DATA FOR THE TASK -

====

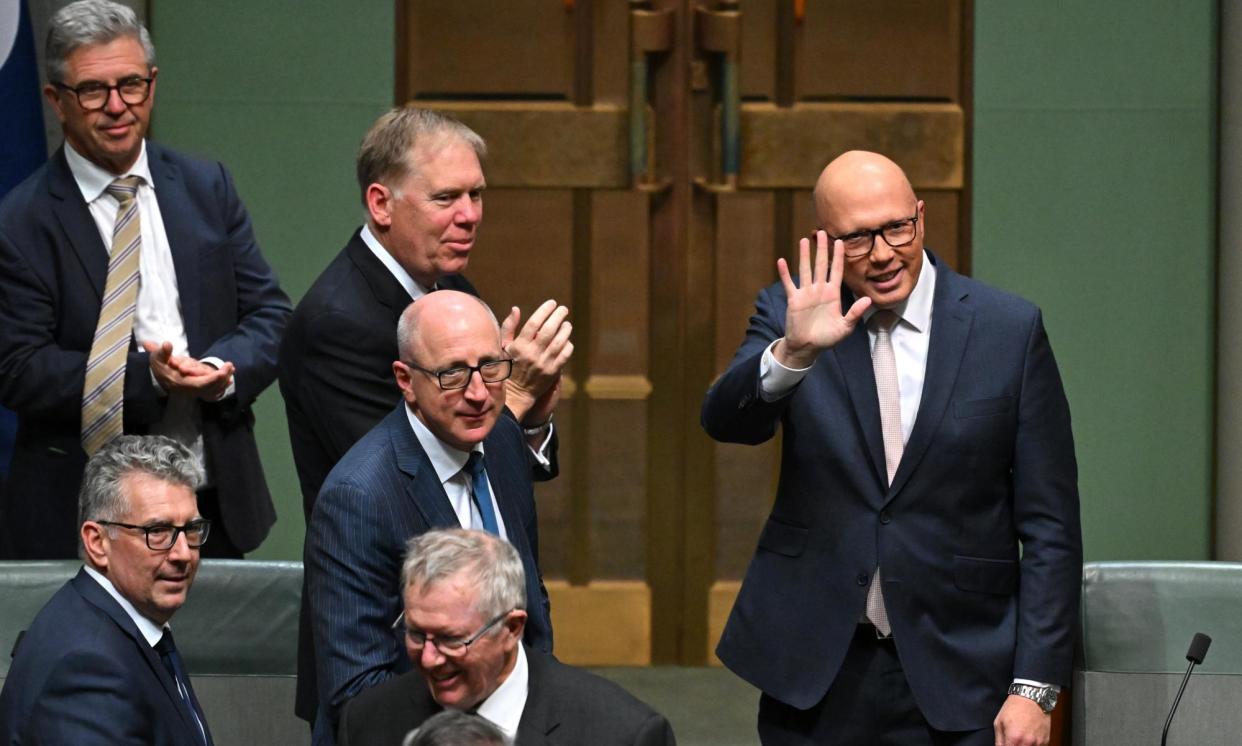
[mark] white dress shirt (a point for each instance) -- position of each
(504, 708)
(448, 462)
(158, 318)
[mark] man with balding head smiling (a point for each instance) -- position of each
(917, 581)
(445, 457)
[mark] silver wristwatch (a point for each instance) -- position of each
(1045, 696)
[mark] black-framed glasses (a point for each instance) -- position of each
(93, 96)
(163, 536)
(493, 371)
(897, 233)
(448, 647)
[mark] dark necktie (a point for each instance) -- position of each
(172, 659)
(481, 493)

====

WORK INSTRUCTION - Write out, word for word, all lines from the line that holds "[mark] black-framed glasses" through the last line of the listing, with both end lines kept.

SOLUTION -
[mark] black-framed glasses (a point for each instance) -- position of each
(93, 96)
(163, 536)
(493, 371)
(897, 233)
(448, 647)
[mark] dark necktie (a point for each instance) -- position of each
(172, 659)
(481, 493)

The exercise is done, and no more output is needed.